▶ RECORDS FOR THIS EXERCISE

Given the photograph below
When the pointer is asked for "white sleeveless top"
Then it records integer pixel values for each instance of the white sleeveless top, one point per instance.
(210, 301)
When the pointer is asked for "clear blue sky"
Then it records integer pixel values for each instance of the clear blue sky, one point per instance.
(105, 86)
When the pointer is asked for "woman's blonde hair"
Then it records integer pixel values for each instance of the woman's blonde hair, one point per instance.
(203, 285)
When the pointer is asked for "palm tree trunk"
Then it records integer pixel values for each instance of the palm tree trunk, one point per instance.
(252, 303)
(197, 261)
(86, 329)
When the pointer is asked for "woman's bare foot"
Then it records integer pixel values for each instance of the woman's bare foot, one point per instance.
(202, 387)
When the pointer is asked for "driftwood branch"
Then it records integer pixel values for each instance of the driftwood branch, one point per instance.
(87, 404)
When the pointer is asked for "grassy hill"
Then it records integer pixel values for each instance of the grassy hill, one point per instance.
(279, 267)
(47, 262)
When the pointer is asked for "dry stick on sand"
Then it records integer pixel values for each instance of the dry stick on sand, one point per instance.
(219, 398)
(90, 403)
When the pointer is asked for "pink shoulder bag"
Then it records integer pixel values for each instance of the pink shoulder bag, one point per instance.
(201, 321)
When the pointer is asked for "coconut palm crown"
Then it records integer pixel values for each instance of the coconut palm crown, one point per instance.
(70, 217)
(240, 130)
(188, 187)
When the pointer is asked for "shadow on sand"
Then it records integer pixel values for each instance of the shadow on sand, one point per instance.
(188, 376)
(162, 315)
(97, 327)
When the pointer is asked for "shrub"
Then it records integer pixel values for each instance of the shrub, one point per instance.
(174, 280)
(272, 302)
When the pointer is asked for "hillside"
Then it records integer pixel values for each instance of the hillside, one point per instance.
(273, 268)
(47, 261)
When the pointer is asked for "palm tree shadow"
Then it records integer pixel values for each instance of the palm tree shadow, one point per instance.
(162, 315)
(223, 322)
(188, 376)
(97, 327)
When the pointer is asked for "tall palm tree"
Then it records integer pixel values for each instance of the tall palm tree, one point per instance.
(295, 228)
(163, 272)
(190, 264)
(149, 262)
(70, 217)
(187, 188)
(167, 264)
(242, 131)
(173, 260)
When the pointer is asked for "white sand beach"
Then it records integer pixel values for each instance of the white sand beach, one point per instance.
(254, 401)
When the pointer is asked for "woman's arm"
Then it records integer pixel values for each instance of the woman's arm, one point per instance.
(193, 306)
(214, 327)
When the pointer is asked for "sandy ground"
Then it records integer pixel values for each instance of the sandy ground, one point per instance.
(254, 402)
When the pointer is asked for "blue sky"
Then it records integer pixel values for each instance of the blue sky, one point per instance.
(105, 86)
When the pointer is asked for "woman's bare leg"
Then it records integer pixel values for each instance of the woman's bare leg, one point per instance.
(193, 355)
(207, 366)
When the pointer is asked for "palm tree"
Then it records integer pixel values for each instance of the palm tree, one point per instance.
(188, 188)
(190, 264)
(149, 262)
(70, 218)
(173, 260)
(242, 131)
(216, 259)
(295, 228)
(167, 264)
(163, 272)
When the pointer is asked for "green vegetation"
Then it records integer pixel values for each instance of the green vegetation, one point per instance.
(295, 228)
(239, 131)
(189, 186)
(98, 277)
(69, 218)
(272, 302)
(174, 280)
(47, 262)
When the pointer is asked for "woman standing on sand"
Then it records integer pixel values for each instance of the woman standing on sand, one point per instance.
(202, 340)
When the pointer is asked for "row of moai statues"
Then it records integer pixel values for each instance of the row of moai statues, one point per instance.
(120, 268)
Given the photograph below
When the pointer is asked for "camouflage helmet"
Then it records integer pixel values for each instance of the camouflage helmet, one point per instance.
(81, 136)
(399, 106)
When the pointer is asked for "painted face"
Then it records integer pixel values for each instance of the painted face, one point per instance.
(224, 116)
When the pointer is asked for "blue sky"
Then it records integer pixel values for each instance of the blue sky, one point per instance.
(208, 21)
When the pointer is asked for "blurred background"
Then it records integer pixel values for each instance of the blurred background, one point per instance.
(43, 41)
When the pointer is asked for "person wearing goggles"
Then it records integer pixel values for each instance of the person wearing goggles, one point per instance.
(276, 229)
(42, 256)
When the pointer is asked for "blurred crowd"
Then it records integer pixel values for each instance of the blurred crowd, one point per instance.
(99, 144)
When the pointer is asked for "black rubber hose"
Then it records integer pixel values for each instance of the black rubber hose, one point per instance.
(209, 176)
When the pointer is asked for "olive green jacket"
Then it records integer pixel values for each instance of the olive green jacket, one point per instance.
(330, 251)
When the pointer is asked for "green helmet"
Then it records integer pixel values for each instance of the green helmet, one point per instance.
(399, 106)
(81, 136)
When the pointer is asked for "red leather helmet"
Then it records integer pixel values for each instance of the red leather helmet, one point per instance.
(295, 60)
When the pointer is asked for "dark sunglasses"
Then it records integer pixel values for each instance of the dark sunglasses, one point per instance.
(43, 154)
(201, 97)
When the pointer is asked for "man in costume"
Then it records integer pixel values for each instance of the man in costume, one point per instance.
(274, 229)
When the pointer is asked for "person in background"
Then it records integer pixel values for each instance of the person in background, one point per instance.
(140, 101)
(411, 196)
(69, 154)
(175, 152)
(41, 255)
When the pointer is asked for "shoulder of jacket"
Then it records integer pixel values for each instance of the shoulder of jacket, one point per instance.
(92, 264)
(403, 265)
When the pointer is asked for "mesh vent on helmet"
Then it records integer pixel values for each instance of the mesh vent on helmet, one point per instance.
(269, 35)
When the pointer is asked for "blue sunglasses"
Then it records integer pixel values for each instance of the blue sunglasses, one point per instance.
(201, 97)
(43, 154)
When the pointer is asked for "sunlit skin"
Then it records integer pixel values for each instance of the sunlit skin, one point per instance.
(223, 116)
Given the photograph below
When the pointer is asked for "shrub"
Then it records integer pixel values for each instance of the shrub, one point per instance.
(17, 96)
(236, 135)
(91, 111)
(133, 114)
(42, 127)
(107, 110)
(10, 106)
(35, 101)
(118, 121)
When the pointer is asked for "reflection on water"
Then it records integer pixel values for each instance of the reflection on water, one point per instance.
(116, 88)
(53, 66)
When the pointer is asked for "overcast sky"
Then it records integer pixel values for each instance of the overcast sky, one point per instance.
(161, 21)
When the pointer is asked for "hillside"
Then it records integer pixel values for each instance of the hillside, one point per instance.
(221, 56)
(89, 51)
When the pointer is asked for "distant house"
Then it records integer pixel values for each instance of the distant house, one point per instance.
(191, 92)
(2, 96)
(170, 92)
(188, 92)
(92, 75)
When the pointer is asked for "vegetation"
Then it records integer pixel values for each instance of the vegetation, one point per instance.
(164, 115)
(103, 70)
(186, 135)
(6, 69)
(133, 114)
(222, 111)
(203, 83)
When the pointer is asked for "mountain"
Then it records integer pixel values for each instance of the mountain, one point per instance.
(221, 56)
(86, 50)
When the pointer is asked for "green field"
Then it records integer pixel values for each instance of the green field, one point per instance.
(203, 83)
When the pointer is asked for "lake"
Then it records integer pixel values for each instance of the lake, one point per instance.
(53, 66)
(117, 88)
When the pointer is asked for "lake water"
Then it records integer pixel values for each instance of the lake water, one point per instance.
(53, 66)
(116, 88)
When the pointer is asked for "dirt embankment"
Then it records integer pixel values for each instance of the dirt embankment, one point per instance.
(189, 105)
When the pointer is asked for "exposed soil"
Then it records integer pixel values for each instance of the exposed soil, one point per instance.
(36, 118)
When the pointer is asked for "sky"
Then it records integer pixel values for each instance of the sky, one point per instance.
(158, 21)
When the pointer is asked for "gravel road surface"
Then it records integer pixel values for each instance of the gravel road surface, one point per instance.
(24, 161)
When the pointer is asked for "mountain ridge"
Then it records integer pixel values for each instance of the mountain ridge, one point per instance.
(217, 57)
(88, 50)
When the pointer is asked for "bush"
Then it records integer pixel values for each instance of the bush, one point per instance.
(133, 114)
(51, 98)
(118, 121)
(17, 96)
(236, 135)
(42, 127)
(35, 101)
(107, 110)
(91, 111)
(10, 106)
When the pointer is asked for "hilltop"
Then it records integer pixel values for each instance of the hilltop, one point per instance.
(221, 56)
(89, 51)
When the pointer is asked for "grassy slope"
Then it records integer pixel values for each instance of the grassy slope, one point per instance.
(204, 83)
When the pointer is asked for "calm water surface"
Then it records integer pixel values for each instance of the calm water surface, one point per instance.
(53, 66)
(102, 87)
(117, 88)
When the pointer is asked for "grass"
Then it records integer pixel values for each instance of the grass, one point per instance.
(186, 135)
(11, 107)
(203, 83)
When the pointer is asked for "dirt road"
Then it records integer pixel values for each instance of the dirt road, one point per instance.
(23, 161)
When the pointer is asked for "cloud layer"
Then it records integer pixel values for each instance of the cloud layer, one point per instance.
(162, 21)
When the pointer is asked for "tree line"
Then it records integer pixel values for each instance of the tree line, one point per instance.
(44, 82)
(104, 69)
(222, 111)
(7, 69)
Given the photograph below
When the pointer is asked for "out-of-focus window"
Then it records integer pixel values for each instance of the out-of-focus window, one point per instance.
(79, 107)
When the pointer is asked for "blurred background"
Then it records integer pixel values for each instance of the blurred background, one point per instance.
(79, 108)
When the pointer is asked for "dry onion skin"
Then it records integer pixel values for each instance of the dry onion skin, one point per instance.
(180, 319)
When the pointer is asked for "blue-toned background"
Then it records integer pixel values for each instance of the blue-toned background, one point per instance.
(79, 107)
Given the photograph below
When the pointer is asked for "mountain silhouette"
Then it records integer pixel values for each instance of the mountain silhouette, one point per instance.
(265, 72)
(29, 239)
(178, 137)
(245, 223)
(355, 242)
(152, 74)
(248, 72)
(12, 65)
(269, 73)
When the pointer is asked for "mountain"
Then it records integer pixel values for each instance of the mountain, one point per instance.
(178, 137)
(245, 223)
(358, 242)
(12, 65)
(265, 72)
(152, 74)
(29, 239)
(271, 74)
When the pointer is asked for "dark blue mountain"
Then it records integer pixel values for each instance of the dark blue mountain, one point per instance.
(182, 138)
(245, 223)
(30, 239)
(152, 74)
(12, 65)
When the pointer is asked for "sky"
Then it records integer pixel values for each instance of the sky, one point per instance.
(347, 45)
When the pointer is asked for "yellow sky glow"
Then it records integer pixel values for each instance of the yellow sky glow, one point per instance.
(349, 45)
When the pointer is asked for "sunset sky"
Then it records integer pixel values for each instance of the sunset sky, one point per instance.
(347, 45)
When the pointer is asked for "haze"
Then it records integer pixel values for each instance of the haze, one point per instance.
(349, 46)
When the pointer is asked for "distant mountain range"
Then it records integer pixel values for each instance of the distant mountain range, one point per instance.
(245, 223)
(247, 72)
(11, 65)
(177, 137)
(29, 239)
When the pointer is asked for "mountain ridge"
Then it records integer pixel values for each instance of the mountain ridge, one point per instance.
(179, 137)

▶ TASK OBJECTIVE
Extract every line in the rows above that contains the word "leather".

▶ THE ANSWER
When the pointer is asked for "red leather helmet"
Then it records integer pixel values for each instance of the red leather helmet, one point per instance.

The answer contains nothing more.